» **Given exercise**
Repeat only the lines from the one holding "Mark the dune" down to the last line of the listing below, including both of those lines.

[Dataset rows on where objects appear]
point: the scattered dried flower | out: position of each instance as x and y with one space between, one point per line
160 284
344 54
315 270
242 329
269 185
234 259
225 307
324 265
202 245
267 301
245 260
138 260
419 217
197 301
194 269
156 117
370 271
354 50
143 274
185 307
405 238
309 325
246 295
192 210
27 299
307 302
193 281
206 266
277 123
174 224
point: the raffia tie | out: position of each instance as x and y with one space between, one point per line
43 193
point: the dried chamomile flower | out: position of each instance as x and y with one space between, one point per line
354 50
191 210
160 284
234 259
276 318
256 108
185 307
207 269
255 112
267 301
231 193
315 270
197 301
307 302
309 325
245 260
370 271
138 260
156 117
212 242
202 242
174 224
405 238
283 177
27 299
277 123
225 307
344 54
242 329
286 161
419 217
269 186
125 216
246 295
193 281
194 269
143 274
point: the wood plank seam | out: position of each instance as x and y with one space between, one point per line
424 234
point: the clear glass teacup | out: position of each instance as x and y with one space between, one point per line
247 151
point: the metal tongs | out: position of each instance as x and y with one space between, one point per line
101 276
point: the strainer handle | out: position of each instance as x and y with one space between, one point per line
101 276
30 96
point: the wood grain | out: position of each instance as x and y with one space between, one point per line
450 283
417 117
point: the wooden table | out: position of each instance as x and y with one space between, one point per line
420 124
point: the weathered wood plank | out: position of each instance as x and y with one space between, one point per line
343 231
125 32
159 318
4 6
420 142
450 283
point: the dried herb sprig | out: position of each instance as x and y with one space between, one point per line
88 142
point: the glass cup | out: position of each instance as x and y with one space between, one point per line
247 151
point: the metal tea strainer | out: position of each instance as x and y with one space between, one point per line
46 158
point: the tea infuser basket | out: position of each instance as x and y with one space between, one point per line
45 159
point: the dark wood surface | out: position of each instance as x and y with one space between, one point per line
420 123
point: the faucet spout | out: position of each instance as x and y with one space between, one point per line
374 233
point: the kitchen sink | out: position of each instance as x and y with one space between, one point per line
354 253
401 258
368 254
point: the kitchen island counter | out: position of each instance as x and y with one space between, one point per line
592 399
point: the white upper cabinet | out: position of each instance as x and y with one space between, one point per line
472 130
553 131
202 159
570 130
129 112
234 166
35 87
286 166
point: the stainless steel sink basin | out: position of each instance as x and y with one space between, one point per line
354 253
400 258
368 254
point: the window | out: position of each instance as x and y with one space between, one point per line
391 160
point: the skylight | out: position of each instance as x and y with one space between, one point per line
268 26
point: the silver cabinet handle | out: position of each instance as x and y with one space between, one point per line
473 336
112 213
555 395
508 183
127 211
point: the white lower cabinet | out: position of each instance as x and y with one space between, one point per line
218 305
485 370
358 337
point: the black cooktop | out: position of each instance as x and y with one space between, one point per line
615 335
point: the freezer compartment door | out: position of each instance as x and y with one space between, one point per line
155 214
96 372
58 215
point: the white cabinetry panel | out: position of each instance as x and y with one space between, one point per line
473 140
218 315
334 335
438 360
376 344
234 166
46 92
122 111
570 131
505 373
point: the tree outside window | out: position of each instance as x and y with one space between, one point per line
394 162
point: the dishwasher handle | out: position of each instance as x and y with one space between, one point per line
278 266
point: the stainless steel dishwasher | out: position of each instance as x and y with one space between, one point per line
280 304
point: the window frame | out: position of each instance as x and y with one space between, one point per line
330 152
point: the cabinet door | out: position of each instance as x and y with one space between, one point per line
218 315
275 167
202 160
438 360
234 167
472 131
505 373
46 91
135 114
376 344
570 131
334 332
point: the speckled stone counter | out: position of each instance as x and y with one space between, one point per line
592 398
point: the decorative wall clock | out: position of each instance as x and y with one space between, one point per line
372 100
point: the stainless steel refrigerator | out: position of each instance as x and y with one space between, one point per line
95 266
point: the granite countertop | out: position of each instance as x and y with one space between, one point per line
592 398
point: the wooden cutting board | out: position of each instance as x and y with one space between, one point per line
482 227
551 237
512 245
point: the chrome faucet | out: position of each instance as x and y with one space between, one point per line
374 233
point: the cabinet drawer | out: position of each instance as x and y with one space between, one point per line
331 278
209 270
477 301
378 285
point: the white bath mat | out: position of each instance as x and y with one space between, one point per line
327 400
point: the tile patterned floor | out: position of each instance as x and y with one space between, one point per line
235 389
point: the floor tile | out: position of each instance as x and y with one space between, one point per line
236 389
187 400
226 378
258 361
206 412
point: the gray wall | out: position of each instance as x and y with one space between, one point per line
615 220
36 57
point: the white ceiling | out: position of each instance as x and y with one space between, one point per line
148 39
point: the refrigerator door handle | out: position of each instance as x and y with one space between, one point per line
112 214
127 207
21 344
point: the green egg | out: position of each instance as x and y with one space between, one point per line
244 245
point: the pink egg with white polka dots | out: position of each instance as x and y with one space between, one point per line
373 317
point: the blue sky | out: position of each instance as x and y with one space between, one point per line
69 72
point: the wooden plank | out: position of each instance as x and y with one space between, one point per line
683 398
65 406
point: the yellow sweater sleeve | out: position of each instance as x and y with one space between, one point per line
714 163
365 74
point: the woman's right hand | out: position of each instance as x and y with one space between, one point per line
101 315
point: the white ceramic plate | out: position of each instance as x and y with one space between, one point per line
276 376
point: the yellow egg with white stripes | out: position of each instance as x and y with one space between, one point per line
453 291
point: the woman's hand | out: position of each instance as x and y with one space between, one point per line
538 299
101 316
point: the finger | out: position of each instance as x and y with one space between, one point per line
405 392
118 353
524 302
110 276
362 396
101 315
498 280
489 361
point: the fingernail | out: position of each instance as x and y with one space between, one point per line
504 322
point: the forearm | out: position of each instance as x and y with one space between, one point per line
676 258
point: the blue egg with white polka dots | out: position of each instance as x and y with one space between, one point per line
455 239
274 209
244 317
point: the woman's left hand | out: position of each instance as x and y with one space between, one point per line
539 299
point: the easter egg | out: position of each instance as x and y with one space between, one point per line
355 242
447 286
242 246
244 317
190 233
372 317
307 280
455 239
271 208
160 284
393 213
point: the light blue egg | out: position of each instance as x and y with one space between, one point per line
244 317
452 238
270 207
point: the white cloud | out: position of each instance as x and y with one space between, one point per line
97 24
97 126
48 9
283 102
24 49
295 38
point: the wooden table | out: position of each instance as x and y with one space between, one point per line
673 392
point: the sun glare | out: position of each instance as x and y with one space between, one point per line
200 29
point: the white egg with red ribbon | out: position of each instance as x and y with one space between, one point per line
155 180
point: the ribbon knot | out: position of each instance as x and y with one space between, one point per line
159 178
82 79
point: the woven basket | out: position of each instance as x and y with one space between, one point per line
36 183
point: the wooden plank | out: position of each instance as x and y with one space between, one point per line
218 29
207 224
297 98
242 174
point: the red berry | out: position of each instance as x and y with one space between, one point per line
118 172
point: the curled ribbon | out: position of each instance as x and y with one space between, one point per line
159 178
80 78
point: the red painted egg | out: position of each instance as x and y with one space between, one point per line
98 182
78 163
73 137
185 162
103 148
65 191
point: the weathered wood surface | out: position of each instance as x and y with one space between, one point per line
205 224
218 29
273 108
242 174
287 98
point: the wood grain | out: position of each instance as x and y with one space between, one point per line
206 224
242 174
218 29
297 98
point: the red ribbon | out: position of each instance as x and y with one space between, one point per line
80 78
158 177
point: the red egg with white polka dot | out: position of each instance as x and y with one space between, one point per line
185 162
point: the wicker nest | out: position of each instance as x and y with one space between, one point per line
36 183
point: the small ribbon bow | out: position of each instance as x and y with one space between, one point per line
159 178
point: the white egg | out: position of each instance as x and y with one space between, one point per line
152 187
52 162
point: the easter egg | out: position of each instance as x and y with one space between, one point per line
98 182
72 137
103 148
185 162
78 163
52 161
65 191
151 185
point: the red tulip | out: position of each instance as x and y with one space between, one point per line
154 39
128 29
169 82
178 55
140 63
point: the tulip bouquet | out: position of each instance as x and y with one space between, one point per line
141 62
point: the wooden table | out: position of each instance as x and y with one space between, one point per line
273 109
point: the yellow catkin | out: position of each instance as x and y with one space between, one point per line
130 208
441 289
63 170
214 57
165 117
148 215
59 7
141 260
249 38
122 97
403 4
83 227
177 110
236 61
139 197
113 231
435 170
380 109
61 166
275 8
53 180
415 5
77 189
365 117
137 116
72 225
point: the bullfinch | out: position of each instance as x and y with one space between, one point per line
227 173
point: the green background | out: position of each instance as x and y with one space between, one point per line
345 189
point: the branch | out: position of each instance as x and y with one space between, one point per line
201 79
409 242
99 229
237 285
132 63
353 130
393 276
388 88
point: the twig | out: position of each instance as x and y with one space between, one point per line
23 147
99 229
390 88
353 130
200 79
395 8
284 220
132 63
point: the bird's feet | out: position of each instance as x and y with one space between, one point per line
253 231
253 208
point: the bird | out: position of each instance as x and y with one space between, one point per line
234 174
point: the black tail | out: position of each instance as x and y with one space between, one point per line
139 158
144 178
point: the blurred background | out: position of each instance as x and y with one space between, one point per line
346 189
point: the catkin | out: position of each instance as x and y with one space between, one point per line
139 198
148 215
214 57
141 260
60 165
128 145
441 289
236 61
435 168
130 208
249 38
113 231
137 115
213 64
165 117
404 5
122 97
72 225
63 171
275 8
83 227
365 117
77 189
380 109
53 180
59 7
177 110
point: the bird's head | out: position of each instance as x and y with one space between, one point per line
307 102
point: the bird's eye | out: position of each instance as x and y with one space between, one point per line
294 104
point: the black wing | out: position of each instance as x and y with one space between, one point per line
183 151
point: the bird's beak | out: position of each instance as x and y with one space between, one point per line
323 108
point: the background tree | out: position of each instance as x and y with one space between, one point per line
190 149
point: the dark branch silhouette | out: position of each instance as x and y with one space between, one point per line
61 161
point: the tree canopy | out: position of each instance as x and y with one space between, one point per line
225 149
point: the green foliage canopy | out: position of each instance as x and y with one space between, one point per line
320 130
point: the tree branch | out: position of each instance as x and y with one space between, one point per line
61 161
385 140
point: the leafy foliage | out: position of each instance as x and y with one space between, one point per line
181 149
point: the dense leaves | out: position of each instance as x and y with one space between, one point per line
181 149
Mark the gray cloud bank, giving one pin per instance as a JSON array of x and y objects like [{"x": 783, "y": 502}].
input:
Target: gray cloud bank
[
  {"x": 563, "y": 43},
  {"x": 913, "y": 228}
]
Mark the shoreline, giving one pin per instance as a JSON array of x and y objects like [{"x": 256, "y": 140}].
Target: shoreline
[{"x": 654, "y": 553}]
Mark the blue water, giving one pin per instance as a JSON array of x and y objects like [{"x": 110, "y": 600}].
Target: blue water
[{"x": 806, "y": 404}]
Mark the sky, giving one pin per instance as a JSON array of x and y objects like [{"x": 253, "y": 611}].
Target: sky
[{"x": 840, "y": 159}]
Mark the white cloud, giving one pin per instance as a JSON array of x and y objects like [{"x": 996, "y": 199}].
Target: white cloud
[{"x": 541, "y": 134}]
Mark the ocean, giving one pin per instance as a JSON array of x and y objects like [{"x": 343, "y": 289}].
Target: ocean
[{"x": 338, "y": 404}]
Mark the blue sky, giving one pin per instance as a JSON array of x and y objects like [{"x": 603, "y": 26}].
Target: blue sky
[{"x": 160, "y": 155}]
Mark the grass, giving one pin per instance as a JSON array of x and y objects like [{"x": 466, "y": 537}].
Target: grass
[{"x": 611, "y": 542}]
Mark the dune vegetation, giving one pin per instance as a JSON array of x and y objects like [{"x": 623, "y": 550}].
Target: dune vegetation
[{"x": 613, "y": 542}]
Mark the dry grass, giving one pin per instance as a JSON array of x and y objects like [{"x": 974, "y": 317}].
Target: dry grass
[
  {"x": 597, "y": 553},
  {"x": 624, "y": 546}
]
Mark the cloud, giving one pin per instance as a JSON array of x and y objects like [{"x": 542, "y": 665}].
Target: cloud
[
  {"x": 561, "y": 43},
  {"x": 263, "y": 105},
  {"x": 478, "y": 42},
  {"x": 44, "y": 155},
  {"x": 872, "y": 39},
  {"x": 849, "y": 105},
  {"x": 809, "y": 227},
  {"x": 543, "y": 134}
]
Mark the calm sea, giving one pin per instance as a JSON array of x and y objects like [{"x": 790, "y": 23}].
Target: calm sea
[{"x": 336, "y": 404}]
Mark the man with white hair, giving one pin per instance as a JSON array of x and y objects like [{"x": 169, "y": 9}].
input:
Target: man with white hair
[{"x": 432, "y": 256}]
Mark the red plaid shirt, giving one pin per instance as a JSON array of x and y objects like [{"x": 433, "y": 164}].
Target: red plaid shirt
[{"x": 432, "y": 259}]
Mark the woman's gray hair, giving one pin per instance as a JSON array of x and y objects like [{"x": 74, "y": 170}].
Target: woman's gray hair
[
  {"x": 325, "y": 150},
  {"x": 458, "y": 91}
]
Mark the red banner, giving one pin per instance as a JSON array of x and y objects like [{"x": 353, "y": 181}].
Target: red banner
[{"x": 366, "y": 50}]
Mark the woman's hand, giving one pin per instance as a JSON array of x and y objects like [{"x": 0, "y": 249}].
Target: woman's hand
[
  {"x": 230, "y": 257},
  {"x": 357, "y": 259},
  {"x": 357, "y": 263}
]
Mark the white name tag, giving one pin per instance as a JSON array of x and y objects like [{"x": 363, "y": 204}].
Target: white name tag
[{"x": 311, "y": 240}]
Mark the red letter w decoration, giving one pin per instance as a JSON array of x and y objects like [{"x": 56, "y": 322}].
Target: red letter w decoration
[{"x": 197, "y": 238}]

» **Complete output**
Mark the dune vegetation, giving one pin per instance as a JSON array of x and y objects like [{"x": 623, "y": 550}].
Target: dune vegetation
[{"x": 613, "y": 542}]
Mark the dry grass, giving one pin per instance as a JSON array of x and y objects like [{"x": 974, "y": 317}].
Target: dry grass
[
  {"x": 597, "y": 553},
  {"x": 624, "y": 546}
]
Mark the cloud, giving one pin per instance as a JSON array of x and y objects like [{"x": 542, "y": 665}].
Target: cloud
[
  {"x": 561, "y": 43},
  {"x": 263, "y": 105},
  {"x": 478, "y": 42},
  {"x": 44, "y": 155},
  {"x": 872, "y": 39},
  {"x": 849, "y": 105},
  {"x": 809, "y": 227},
  {"x": 543, "y": 134}
]
Mark the calm sea, giving one pin per instance as a JSON array of x and y objects like [{"x": 790, "y": 23}].
Target: calm sea
[{"x": 336, "y": 404}]
Mark the man with white hair, giving one pin per instance as a JSON array of x and y objects like [{"x": 169, "y": 9}].
input:
Target: man with white hair
[{"x": 432, "y": 256}]
Mark the red plaid shirt, giving one pin per instance as a JSON array of x and y objects like [{"x": 433, "y": 164}].
Target: red plaid shirt
[{"x": 432, "y": 259}]
Mark the woman's gray hair, giving one pin per instance as a JSON array of x and y objects like [{"x": 74, "y": 170}].
Target: woman's gray hair
[
  {"x": 325, "y": 150},
  {"x": 458, "y": 91}
]
Mark the red banner, giving one pin per instance as a JSON array of x and y objects like [{"x": 353, "y": 181}].
Target: red banner
[{"x": 366, "y": 50}]
Mark the woman's hand, giving one pin per instance as a JSON array of x and y objects like [{"x": 0, "y": 249}].
Target: woman's hand
[
  {"x": 230, "y": 257},
  {"x": 357, "y": 259},
  {"x": 357, "y": 263}
]
Mark the white name tag, giving one pin per instance as a JSON array of x and y objects like [{"x": 363, "y": 204}].
Target: white name tag
[{"x": 311, "y": 240}]
Mark the red letter w decoration, giving one pin per instance as a JSON array of x and y objects like [{"x": 56, "y": 322}].
Target: red letter w decoration
[{"x": 197, "y": 238}]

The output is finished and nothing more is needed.